- [Exercise objective]:
Write out the material below verbatim, reproducing every line without alteration.

** Begin Record excerpts **

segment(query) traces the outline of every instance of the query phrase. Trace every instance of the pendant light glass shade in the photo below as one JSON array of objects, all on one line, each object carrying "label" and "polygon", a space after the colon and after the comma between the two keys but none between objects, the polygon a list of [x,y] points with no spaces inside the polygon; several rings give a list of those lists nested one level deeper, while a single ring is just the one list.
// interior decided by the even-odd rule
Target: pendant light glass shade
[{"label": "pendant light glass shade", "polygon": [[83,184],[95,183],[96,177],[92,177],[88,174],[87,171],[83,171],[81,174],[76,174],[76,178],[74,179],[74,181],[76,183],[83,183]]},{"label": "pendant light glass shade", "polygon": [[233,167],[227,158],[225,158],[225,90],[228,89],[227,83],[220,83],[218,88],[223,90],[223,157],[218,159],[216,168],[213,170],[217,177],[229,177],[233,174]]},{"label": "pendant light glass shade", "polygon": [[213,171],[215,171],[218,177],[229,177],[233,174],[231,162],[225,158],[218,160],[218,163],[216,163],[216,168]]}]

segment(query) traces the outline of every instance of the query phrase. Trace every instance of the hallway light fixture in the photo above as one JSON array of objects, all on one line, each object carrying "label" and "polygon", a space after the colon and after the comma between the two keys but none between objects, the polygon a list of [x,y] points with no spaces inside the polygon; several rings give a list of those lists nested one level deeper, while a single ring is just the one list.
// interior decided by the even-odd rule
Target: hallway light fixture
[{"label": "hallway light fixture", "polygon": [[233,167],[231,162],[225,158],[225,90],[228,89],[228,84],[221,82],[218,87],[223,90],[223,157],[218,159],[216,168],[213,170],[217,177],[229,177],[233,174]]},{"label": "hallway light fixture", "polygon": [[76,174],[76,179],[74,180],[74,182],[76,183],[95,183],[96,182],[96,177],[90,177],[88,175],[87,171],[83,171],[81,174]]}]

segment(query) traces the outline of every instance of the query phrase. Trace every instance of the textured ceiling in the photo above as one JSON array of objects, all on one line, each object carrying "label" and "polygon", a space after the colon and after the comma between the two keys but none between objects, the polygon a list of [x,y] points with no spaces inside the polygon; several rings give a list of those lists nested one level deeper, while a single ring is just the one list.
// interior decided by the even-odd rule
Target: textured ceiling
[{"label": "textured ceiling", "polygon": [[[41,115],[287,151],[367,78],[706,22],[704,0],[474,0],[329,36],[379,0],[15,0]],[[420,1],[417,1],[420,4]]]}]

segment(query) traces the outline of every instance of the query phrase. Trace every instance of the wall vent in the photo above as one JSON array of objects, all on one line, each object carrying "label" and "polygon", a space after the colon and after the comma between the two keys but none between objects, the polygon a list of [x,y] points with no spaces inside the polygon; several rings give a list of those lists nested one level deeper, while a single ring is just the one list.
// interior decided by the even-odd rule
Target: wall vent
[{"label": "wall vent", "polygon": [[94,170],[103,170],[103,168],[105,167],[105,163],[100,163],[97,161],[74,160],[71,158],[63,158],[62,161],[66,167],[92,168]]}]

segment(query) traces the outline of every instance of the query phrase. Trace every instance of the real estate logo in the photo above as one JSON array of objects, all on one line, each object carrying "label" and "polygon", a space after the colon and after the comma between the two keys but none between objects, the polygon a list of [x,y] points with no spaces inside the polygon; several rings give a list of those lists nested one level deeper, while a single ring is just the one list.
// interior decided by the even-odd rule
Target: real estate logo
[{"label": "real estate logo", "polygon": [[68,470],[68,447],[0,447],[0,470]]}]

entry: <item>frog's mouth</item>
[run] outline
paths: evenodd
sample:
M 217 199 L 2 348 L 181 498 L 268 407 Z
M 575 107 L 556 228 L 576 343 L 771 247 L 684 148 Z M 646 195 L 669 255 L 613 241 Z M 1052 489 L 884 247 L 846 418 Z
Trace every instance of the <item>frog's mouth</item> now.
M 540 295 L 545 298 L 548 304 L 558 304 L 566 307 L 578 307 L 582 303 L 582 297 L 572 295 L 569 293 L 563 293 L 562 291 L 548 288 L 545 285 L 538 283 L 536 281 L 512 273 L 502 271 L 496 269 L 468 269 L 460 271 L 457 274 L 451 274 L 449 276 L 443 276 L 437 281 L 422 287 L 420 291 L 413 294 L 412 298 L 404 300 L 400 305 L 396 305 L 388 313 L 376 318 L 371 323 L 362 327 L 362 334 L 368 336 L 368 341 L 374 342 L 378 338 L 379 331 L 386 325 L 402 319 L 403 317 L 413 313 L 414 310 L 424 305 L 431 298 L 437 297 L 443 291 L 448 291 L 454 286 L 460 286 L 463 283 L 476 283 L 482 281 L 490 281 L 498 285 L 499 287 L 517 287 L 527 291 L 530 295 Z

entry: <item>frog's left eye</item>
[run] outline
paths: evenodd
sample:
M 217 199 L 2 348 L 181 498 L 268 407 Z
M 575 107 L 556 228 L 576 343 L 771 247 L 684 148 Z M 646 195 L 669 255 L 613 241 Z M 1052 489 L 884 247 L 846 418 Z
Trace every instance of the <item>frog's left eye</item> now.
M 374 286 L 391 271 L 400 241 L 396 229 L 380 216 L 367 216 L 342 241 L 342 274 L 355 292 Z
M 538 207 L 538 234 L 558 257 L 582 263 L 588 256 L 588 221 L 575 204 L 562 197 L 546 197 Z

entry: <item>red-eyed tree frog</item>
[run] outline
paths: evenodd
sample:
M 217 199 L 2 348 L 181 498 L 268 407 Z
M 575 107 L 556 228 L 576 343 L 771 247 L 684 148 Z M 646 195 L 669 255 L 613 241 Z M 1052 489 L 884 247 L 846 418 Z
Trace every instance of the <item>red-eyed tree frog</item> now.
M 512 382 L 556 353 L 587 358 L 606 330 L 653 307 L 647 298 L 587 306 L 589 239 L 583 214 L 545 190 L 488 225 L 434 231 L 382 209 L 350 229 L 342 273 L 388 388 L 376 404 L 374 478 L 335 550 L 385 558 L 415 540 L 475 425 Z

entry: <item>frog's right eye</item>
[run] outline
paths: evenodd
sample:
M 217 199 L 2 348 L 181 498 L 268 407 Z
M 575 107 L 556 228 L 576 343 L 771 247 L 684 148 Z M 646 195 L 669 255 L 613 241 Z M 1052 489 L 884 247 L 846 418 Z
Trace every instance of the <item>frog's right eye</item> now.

** End Record excerpts **

- [Finished task]:
segment(query) traces the outline of every instance of the query phrase. Trace every instance of the pendant light glass shade in the photo below as one JSON array of objects, all on one line, each object carrying "label" and "polygon", a space after the colon and after the comma between the two keys but none between objects, the polygon a list of [x,y] points with no spaces inside the polygon; several rings give a list of those lists nested one level deeper, while a single ring is just the one list.
// interior decided by the even-odd rule
Target: pendant light glass shade
[{"label": "pendant light glass shade", "polygon": [[83,184],[95,183],[96,177],[92,177],[88,174],[87,171],[83,171],[81,174],[76,174],[76,178],[74,179],[74,181],[76,183],[83,183]]},{"label": "pendant light glass shade", "polygon": [[233,167],[227,158],[225,158],[225,90],[228,89],[227,83],[220,83],[218,88],[223,90],[223,157],[218,159],[216,168],[213,170],[217,177],[229,177],[233,174]]},{"label": "pendant light glass shade", "polygon": [[213,171],[215,171],[218,177],[229,177],[233,174],[231,162],[225,158],[218,160],[218,163],[216,163],[216,168]]}]

segment(query) traces the outline of every instance of the query phrase. Trace every instance of the hallway light fixture in the photo above as one JSON array of objects, all on one line, each object carrying "label" and "polygon", a space after the colon and after the comma between the two keys but none between objects, the polygon a list of [x,y] points with no spaces inside the polygon; several rings give a list of those lists nested one level deeper, while a single ring is just the one list.
// interior decided by the even-odd rule
Target: hallway light fixture
[{"label": "hallway light fixture", "polygon": [[233,167],[231,162],[225,158],[225,90],[228,89],[228,84],[221,82],[218,87],[223,90],[223,157],[218,159],[216,168],[213,170],[217,177],[229,177],[233,174]]},{"label": "hallway light fixture", "polygon": [[76,174],[76,179],[74,180],[74,182],[76,183],[95,183],[96,182],[96,177],[90,177],[88,175],[87,171],[83,171],[81,174]]}]

segment(query) traces the outline of every instance of the query phrase. Trace every instance of the textured ceiling in the photo above as one JSON array of objects, all on one line, each object carrying "label" and "polygon", a space after the colon and after the comma between the two keys but none between objects, the polygon a list of [x,y] points with no spaces inside the polygon; several rings give a list of those lists nested one level deeper, while a single ring is just the one list.
// interior decided by the even-odd rule
Target: textured ceiling
[{"label": "textured ceiling", "polygon": [[[41,115],[287,151],[367,78],[706,22],[704,0],[474,0],[329,36],[379,0],[15,0]],[[420,1],[417,1],[420,4]]]}]

segment(query) traces the outline of every instance of the query phrase. Trace every instance of the wall vent in the photo above as one JSON array of objects, all on one line, each object carrying "label" and "polygon", a space after the colon and after the comma between the two keys but none between objects, the polygon a list of [x,y] points with no spaces inside the polygon; several rings give a list of those lists nested one level deeper, while a single ring is just the one list.
// interior decided by the even-odd rule
Target: wall vent
[{"label": "wall vent", "polygon": [[94,170],[103,170],[103,168],[105,167],[105,163],[100,163],[97,161],[74,160],[71,158],[63,158],[62,161],[66,167],[92,168]]}]

segment(query) traces the outline of every instance of the query phrase. Trace every instance of the real estate logo in the photo above as one JSON array of objects, all on one line, each object carrying "label" and "polygon", a space after the colon and after the comma between the two keys but none between objects, the polygon a list of [x,y] points with no spaces inside the polygon; several rings give a list of those lists nested one level deeper, while a single ring is just the one list.
// interior decided by the even-odd rule
Target: real estate logo
[{"label": "real estate logo", "polygon": [[68,470],[68,447],[0,447],[0,470]]}]

entry: <item>frog's mouth</item>
[run] outline
paths: evenodd
sample:
M 217 199 L 2 348 L 181 498 L 268 407 Z
M 575 107 L 556 228 L 576 343 L 771 247 L 684 148 Z M 646 195 L 669 255 L 613 241 Z M 1052 489 L 884 247 L 846 418 Z
Trace every instance of the <item>frog's mouth</item> now.
M 540 295 L 545 298 L 548 304 L 558 304 L 566 307 L 578 307 L 582 303 L 582 297 L 572 295 L 569 293 L 563 293 L 562 291 L 548 288 L 545 285 L 538 283 L 536 281 L 512 273 L 502 271 L 496 269 L 468 269 L 460 271 L 457 274 L 451 274 L 449 276 L 443 276 L 437 281 L 422 287 L 420 291 L 413 294 L 412 298 L 404 300 L 400 305 L 396 305 L 388 313 L 376 318 L 371 323 L 362 327 L 362 334 L 368 336 L 368 341 L 374 342 L 378 338 L 379 331 L 386 325 L 402 319 L 403 317 L 413 313 L 414 310 L 424 305 L 431 298 L 437 297 L 443 291 L 448 291 L 454 286 L 460 286 L 463 283 L 476 283 L 482 281 L 490 281 L 498 285 L 499 287 L 517 287 L 527 291 L 530 295 Z

entry: <item>frog's left eye</item>
[run] outline
paths: evenodd
sample:
M 217 199 L 2 348 L 181 498 L 268 407 Z
M 575 107 L 556 228 L 576 343 L 771 247 L 684 148 Z M 646 195 L 669 255 L 613 241 Z M 1052 489 L 884 247 L 846 418 Z
Trace every instance of the <item>frog's left eye</item> now.
M 374 286 L 391 271 L 400 241 L 396 229 L 380 216 L 367 216 L 342 241 L 342 274 L 355 292 Z
M 538 207 L 538 234 L 558 257 L 582 263 L 588 256 L 588 221 L 575 204 L 562 197 L 546 197 Z

entry: <item>red-eyed tree frog</item>
[run] outline
paths: evenodd
sample:
M 217 199 L 2 348 L 181 498 L 268 407 Z
M 575 107 L 556 228 L 576 343 L 771 247 L 684 148 Z M 646 195 L 669 255 L 613 241 Z M 1052 489 L 884 247 L 846 418 Z
Trace every instance of the <item>red-eyed tree frog</item> now.
M 512 382 L 556 353 L 587 358 L 606 330 L 653 307 L 647 298 L 587 306 L 589 239 L 583 214 L 545 190 L 488 225 L 434 231 L 382 209 L 350 229 L 342 273 L 388 388 L 376 404 L 374 478 L 335 550 L 385 558 L 415 540 L 475 425 Z

entry: <item>frog's right eye</item>
[run] outline
paths: evenodd
sample:
M 217 199 L 2 348 L 181 498 L 268 407 Z
M 575 107 L 556 228 L 576 343 L 771 247 L 684 148 Z M 646 195 L 669 255 L 613 241 Z M 1052 489 L 884 247 L 846 418 Z
Trace every instance of the <item>frog's right eye</item> now.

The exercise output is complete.